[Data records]

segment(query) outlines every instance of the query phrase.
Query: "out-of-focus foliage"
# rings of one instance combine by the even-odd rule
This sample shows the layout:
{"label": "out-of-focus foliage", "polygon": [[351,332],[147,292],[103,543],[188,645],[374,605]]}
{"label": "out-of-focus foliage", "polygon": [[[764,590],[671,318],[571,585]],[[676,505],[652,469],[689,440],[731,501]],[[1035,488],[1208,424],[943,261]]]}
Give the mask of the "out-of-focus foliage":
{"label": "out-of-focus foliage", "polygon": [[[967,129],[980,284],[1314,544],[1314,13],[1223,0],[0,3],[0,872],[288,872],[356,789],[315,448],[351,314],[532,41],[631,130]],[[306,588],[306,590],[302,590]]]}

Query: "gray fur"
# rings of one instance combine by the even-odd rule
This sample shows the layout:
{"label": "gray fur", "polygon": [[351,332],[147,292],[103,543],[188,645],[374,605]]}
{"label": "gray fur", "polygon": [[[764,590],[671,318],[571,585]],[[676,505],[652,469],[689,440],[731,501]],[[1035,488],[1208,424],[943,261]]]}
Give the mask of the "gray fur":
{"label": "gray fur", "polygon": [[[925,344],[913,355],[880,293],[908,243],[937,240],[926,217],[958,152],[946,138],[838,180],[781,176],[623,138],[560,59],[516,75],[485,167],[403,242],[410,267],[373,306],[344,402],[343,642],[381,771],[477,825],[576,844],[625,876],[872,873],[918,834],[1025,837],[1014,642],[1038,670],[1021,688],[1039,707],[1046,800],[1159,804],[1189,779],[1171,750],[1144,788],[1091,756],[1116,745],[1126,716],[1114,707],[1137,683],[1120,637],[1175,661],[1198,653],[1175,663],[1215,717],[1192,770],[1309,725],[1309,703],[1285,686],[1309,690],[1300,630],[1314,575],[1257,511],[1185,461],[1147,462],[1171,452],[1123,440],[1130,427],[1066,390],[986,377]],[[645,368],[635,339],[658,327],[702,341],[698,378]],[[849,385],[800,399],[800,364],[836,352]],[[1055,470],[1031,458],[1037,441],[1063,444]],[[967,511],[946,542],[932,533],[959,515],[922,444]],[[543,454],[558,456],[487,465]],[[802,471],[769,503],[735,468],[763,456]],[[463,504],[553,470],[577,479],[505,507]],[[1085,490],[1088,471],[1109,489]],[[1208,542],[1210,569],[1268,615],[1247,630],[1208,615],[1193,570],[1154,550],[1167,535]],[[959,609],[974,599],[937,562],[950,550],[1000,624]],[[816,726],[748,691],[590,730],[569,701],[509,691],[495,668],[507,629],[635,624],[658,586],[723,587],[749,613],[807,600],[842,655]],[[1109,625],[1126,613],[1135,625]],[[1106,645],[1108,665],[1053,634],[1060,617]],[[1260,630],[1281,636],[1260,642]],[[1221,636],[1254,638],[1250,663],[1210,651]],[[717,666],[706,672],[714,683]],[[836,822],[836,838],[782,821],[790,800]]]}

§ **Task to carry out**:
Could you reproduce every record above exactly as it appears?

§ **Final result**:
segment(query) outlines every instance of the query phrase.
Query: "out-of-focus foliage"
# rings of one instance combine by the even-odd rule
This sample shows the layout:
{"label": "out-of-focus foliage", "polygon": [[351,332],[147,292],[103,543],[188,645],[374,605]]}
{"label": "out-of-focus foliage", "polygon": [[[764,590],[671,318],[571,585]],[[676,505],[652,469],[689,440],[731,501]],[[1035,488],[1208,424],[943,261]]]}
Give the mask of the "out-of-focus foliage":
{"label": "out-of-focus foliage", "polygon": [[[967,129],[980,284],[1314,544],[1314,13],[1223,0],[0,3],[0,872],[288,872],[356,789],[315,448],[351,314],[532,41],[631,130]],[[306,588],[306,590],[302,590]]]}

Query: "gray fur"
# rings of one instance combine by the even-odd rule
This sample shows the layout:
{"label": "gray fur", "polygon": [[351,332],[147,292],[103,543],[188,645],[374,605]]}
{"label": "gray fur", "polygon": [[[764,590],[671,318],[571,585]],[[676,505],[652,469],[689,440],[731,501]],[[1035,488],[1208,424],[943,261]]]}
Give the mask of the "gray fur":
{"label": "gray fur", "polygon": [[[925,344],[913,355],[880,293],[908,243],[937,240],[926,217],[958,152],[946,138],[838,180],[781,176],[623,138],[560,59],[516,75],[485,167],[403,242],[410,267],[373,306],[344,402],[343,642],[381,771],[477,825],[576,844],[625,876],[872,873],[918,834],[1025,837],[1014,642],[1038,670],[1021,688],[1039,707],[1046,800],[1159,804],[1189,779],[1171,750],[1144,788],[1091,756],[1116,745],[1126,716],[1114,707],[1137,683],[1120,637],[1175,661],[1198,653],[1175,663],[1215,717],[1192,770],[1309,725],[1309,703],[1285,686],[1309,690],[1300,630],[1314,575],[1257,511],[1185,461],[1147,462],[1171,452],[1123,440],[1130,427],[1066,390],[986,377]],[[645,368],[635,339],[658,327],[702,341],[698,378]],[[849,385],[800,399],[800,364],[836,352]],[[1055,470],[1031,458],[1037,441],[1063,444]],[[967,511],[946,542],[932,533],[959,515],[922,444]],[[543,454],[558,456],[487,465]],[[802,471],[769,503],[735,468],[763,456]],[[463,504],[553,470],[577,479],[505,507]],[[1085,490],[1088,471],[1109,489]],[[1208,542],[1210,569],[1268,615],[1247,630],[1208,615],[1193,570],[1154,550],[1167,535]],[[959,609],[974,599],[937,562],[950,550],[1000,624]],[[816,726],[748,691],[590,730],[569,701],[509,691],[495,668],[507,629],[635,624],[658,586],[723,587],[749,613],[807,600],[842,655]],[[1109,625],[1126,613],[1135,625]],[[1106,645],[1108,665],[1053,634],[1060,617]],[[1260,630],[1281,636],[1260,642]],[[1221,636],[1254,638],[1250,663],[1210,651]],[[717,666],[706,672],[714,683]],[[836,822],[836,838],[782,821],[790,800]]]}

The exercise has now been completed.